- **Work instructions**
Your answer must be the full set of records, repeated exactly.

- **Extracted entries**
- Opening Delimiter -

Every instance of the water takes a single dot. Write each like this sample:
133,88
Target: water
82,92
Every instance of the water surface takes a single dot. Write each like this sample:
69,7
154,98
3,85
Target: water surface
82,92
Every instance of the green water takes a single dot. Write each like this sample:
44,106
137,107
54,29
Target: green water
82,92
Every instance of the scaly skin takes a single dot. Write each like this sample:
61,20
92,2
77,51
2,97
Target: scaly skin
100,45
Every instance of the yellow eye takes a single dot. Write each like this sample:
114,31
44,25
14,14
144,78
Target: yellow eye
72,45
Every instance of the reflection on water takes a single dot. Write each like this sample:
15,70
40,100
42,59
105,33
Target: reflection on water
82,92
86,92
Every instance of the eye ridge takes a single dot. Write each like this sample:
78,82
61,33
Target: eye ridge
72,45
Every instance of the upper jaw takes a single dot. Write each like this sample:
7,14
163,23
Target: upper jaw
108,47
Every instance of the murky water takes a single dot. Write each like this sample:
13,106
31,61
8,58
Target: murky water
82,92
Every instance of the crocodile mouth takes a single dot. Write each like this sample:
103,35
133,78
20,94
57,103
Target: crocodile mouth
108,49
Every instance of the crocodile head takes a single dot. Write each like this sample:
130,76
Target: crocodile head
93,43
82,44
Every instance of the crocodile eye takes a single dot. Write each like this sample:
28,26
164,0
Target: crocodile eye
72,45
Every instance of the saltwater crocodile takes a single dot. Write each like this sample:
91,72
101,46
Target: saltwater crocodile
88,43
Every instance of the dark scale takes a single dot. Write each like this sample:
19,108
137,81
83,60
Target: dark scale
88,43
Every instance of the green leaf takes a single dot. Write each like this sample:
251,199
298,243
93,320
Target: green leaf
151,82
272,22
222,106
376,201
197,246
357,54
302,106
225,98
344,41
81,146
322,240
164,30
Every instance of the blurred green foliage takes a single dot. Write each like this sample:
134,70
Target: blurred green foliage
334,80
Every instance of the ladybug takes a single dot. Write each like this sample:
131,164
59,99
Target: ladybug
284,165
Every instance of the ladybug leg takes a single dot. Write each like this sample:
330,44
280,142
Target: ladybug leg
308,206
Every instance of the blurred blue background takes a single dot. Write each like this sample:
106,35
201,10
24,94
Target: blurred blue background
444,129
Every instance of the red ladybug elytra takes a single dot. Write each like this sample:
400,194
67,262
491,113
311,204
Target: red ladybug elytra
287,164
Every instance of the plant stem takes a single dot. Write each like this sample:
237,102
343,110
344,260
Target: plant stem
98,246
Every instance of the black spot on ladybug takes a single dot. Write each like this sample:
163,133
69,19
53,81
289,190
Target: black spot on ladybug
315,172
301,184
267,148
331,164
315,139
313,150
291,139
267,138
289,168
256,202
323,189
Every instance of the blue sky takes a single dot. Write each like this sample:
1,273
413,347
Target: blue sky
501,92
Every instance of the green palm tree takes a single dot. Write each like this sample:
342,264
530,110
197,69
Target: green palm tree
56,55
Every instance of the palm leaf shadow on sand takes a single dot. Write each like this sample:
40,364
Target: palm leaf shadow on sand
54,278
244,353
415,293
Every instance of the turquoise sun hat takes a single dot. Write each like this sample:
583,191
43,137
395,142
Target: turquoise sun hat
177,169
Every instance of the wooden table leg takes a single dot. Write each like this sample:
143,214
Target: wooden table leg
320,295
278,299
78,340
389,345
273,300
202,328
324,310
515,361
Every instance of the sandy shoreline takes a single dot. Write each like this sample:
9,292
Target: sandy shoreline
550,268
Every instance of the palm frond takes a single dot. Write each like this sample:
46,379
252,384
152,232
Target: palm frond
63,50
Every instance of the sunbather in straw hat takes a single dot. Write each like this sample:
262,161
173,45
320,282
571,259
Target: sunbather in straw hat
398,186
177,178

- Closing Delimiter -

- **Your solution**
Every instance of the water takes a single dot. Write each like this sample:
133,88
Target: water
82,92
Every instance of the water surface takes a single dot. Write each like this sample:
69,7
154,98
3,85
Target: water surface
82,92
Every instance of the green water takes a single dot. Write each like this sample:
44,106
137,107
54,29
Target: green water
82,92
Every instance of the scaly skin takes a single dot. Write each like this sample:
61,20
92,2
77,51
2,97
Target: scaly skin
100,45
Every instance of the yellow eye takes a single dot. Write each like this sample:
114,31
44,25
14,14
144,78
Target: yellow eye
72,45
Every instance of the reflection on water takes a single dot. Write each like this sample:
15,70
40,100
42,59
105,33
Target: reflection on water
82,92
86,92
Every instance of the eye ridge takes a single dot. Write each like this sample:
78,82
61,33
Target: eye ridge
72,45
Every instance of the upper jaw takes a single dot. Write each like this sample:
7,14
163,23
Target: upper jaw
108,47
Every instance of the murky water takes a single dot. Write each like this sample:
13,106
31,61
8,58
Target: murky water
82,92
Every instance of the crocodile mouth takes a single dot. Write each like this sample:
103,35
133,78
20,94
57,103
Target: crocodile mouth
108,49
Every instance of the crocodile head takes a single dot. Write each like this sample:
130,76
Target: crocodile head
93,43
82,44
Every instance of the crocodile eye takes a single dot. Write each like this sample:
28,26
164,0
Target: crocodile eye
72,45
Every instance of the saltwater crocodile takes a single dot. Write each like this sample:
91,72
101,46
Target: saltwater crocodile
88,43
Every instance of the dark scale takes a single dot. Write each like this sample:
19,108
137,81
83,60
Target: dark scale
88,43
Every instance of the green leaf takes a single dot. Write each like this sample:
251,199
298,243
93,320
Target: green leaf
151,82
272,22
222,106
376,201
197,246
357,54
302,106
225,98
344,41
81,146
322,240
164,30
Every instance of the blurred green foliage takes a single dot. Write each like this sample:
134,70
Target: blurred green foliage
334,80
Every instance of the ladybug takes a single dot. Write each like this sample:
131,164
59,99
Target: ladybug
284,165
Every instance of the ladybug leg takes a single dot. Write each like this sample:
330,44
280,142
Target: ladybug leg
308,206
Every instance of the blurred blue background takes a single dot. Write each like this sample:
106,35
201,10
24,94
Target: blurred blue background
444,129
Every instance of the red ladybug elytra takes a single dot. Write each like this sample:
400,194
67,262
491,113
311,204
Target: red ladybug elytra
287,164
Every instance of the plant stem takes a single dot. Write each like this sample:
237,102
343,110
344,260
Target: plant stem
98,246
Every instance of the black spot on ladybug takes a single dot. Write each like this sample:
163,133
69,19
53,81
289,190
Target: black spot on ladybug
315,172
301,184
267,148
331,164
315,139
313,150
291,139
267,138
289,168
256,202
323,189
Every instance of the blue sky takes a single dot. Write each like this sample:
1,273
413,347
Target: blue sky
501,92
Every instance of the green palm tree takes a single dot. Write each like this sample:
342,264
530,110
197,69
Target: green palm tree
56,55
Every instance of the palm leaf shadow on sand takes a single dot. Write each like this sample:
40,364
Target: palm leaf shadow on sand
54,278
244,353
415,293
Every instance of the turquoise sun hat takes a single dot. Write each like this sample:
583,191
43,137
395,142
Target: turquoise sun hat
177,169
Every instance of the wooden table leg takes a single dot. Write each like this sample:
143,214
Target: wooden table leg
320,295
278,299
78,340
389,345
273,300
202,328
324,310
515,361
Every instance of the sandy shoreline takes a single dot. Write each like this sample:
9,292
Target: sandy shoreline
550,268
Every instance of the palm frond takes a single dot. Write each like this sample:
46,379
252,384
152,232
Target: palm frond
63,50
Every instance of the sunbather in straw hat takes a single dot. Write each like this sample:
262,161
173,45
320,282
571,259
Target: sunbather in straw hat
398,186
177,178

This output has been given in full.